> Exercise description: Begin with the line holding "Thanks for the photo. Could you please mark the interior", then print every line after it through the end of the data, exactly and with nothing added.

================

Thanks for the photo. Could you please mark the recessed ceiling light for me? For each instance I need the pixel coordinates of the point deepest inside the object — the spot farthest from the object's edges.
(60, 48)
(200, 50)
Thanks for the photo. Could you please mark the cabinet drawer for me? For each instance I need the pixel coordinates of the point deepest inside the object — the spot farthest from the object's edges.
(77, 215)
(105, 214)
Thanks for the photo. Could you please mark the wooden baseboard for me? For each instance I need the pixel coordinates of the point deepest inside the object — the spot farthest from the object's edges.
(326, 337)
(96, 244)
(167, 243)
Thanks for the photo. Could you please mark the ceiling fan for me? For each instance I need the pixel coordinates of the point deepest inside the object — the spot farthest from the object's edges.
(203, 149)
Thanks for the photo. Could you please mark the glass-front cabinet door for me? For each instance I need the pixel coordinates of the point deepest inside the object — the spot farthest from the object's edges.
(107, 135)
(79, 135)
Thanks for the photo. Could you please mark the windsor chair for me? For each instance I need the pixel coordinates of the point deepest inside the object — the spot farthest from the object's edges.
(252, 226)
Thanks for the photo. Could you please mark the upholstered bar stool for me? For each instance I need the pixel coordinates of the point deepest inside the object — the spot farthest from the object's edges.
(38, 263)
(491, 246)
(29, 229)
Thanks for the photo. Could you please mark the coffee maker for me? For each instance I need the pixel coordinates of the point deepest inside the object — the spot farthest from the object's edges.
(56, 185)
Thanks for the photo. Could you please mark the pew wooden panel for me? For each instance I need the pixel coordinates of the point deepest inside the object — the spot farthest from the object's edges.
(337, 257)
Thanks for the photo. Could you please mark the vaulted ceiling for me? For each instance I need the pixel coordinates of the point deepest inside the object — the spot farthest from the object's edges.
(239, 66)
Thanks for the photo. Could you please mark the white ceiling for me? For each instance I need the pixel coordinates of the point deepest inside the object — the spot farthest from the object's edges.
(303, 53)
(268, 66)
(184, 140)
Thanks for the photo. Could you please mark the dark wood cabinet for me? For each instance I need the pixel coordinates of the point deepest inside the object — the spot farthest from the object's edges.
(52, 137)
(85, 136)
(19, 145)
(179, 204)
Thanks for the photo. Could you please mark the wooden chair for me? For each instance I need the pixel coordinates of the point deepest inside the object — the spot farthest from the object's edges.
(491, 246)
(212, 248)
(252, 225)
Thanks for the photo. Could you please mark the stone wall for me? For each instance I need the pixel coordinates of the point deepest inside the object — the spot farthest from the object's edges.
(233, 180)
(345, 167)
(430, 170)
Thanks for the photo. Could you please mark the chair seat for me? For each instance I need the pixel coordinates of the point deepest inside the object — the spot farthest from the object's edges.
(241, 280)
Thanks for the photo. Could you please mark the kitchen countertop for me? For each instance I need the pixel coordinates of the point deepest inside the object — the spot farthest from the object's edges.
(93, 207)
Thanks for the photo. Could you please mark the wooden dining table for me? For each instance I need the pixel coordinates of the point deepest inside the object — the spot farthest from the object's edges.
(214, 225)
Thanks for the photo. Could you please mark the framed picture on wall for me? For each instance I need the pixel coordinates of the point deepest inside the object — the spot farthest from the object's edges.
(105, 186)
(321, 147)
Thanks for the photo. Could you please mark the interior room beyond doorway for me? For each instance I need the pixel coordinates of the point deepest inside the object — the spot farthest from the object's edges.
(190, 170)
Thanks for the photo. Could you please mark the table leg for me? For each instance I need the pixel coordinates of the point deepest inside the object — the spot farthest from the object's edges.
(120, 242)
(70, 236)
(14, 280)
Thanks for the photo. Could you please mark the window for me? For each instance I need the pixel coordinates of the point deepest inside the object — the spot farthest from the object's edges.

================

> Result of the task:
Thanks for the photo. Could you please mark the interior room beyond doorway for me? For each instance I need the pixel coordinates of the point deepest inside the object — the spot farthest from the object's edges.
(190, 170)
Thanks for the photo. Could you please mark the table leg for me? For each instance I need the pixel coordinates of the point deepest inside the object — the spot farthest from the object's edges.
(120, 242)
(70, 236)
(14, 280)
Thanks for the photo. Could you please mark the window for me? For each instance I need the pixel coordinates of the point deepest inside the object — the spot farthest from the object's edges.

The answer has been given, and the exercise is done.